# Source extract
══════════
UC Berkeley

Photosynthesis encompasses the set of reactions that convert light into stored chemical energy. Photosynthetic organisms are the foundation of life, as they catalyze the assimilation of inorganic carbon (Ci) into the biosphere and are the ultimate source of nutrition on Earth.

Cyanobacteria are an ancient group of oxygenic photosynthetic prokaryotes and remain important primary producers today. The chloroplasts of all land plants can trace their ancestry to cyanobacteria. In many ways, such as the light reactions of photosynthesis that capture solar energy, the protein machinery of cyanobacteria is a representative, simplified form of that found in chloroplasts. In other ways, the cyanobacterial machinery is more complex as in the dark reactions that ultimately store solar energy as chemical energy by fixing CO2. To overcome inherent limitations in the principal CO2-fixing enzyme rubisco, cyanobacteria possess an elaborate integrated physiological strategy to increase the local CO2 concentration near rubisco and facilitate on-pathway catalysis. This physiological strategy, known as a CO2-concentrating mechanism (CCM), relies on energy-coupled Ci-transporters and encapsulation of rubisco in proteinaceous organelles known as carboxysomes. While some species of land plants possess CCMs, none resemble nor are nearly as productive as those found in cyanobacteria. Therefore, cyanobacteria are an ideal platform to study the basic workings of photosynthetic machinery and potentially provide insight on engineering strategies that may improve photosynthetic productivity in land plants of societal interest.
══════════
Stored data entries
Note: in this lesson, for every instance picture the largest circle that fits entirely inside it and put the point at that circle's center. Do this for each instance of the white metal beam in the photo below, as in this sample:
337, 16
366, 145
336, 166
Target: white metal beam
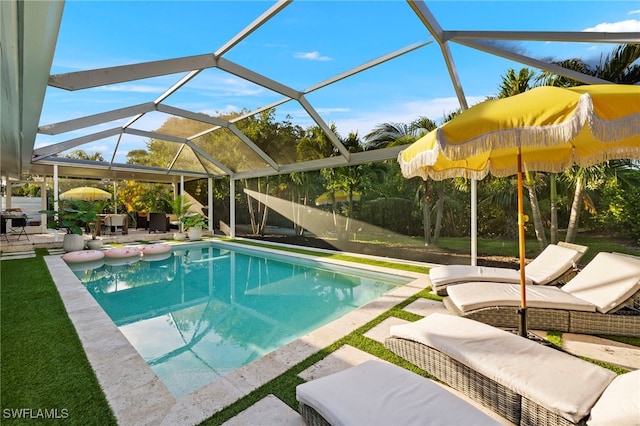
49, 150
125, 73
95, 119
560, 36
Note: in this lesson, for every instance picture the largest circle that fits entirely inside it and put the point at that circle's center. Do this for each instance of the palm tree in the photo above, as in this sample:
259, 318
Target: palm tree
394, 134
620, 66
513, 84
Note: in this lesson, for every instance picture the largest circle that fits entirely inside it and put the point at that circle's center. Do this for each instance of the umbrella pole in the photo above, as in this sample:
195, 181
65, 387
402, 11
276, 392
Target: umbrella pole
522, 329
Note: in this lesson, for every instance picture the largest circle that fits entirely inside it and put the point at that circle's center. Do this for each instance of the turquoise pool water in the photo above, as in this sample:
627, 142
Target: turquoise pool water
197, 314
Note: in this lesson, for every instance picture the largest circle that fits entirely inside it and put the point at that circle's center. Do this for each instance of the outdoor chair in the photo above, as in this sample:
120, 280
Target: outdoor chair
142, 220
554, 265
18, 220
603, 298
521, 379
114, 221
158, 222
379, 393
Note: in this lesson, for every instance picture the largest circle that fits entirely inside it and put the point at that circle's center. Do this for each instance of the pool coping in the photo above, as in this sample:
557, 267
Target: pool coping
138, 397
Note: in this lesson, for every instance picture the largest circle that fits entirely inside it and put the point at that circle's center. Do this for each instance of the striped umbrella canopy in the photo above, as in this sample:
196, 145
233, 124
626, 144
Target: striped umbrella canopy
86, 193
544, 129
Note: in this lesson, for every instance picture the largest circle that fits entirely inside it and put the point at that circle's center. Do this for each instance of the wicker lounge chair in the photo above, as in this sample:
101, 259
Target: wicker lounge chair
555, 264
379, 393
522, 380
603, 298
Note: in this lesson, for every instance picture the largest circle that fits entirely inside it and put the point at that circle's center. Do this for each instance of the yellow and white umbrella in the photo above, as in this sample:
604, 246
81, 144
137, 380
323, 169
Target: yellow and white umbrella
545, 129
86, 193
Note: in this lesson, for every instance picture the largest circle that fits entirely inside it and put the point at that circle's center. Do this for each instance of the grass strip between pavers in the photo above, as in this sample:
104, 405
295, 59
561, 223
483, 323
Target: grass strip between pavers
46, 377
366, 261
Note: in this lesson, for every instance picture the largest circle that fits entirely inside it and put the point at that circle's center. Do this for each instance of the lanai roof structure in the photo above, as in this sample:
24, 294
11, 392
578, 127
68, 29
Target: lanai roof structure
110, 106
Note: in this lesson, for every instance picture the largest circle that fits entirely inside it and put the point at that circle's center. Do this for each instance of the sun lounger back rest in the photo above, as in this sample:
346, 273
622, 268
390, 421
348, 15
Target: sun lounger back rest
559, 382
379, 393
607, 281
553, 262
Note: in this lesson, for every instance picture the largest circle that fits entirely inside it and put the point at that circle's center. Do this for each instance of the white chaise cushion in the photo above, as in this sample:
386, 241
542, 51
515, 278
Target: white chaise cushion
477, 295
619, 404
379, 393
551, 264
441, 276
548, 266
607, 281
564, 384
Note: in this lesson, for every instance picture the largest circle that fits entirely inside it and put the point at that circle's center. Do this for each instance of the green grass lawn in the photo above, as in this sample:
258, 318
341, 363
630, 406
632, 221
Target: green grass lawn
502, 247
43, 364
44, 367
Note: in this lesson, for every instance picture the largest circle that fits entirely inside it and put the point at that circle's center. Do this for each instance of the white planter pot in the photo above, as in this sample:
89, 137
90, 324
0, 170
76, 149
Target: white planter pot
72, 242
195, 233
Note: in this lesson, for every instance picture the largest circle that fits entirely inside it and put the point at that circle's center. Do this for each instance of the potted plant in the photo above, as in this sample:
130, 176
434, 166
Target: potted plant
179, 207
194, 224
73, 217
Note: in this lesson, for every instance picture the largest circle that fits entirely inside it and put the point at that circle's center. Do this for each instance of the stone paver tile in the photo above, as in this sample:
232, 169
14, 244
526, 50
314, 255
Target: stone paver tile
268, 411
381, 331
425, 307
345, 357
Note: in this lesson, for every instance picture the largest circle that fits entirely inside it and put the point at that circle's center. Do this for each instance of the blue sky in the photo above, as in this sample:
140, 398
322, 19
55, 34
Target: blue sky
305, 44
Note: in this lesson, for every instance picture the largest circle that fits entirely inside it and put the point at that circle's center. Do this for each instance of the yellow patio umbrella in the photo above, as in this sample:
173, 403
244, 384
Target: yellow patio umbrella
85, 193
545, 129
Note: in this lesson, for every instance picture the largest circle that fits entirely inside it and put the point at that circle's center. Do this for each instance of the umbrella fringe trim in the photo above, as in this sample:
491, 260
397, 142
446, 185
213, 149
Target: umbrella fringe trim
530, 136
614, 130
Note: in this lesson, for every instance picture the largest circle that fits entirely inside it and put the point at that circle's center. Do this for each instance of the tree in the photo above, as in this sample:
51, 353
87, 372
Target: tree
513, 84
394, 134
620, 66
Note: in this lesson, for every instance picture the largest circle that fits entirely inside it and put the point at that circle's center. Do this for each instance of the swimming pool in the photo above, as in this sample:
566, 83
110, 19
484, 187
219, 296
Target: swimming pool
202, 312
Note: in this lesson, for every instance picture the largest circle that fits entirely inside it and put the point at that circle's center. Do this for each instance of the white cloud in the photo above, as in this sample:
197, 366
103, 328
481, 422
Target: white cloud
312, 56
630, 25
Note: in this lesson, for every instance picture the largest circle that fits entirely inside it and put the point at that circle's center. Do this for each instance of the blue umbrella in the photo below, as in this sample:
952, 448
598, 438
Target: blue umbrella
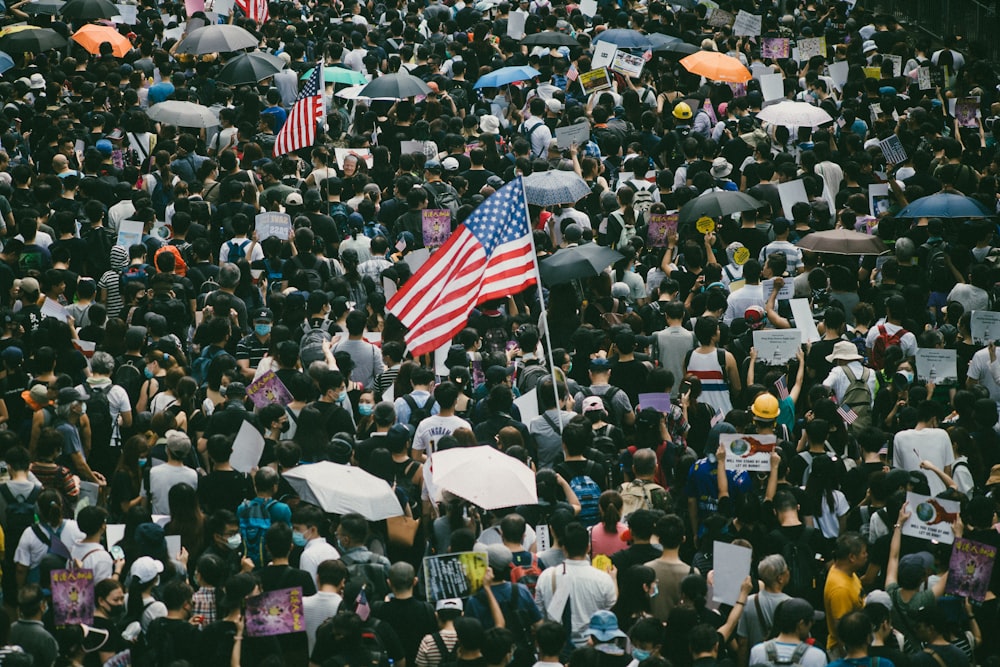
══════════
# Instructions to follow
Extend the passage on cyanobacterial photosynthesis, starting right after its final sentence. The data stands apart from the text and is separate material.

# Answer section
Here, we investigated the structure and function of protein complexes from cyanobacteria and other prokaryotes to elucidate their roles in photosynthesis and CCMs. First, we determined the structure of the NAD(P)H dehydrogenase-like complex, a key component in the light reactions, and develop putative models for its catalytic mechanism. Next, we discovered a new type of Ci-transporter we named the DABs accumulate bicarbonate (DAB) complex and characterize the complex through a variety of genetic, biochemical, and biophysical approaches. Finally, we determined the structure of simplified carboxysome shells that provide insight into the architecturally principles and assembly of native shell components.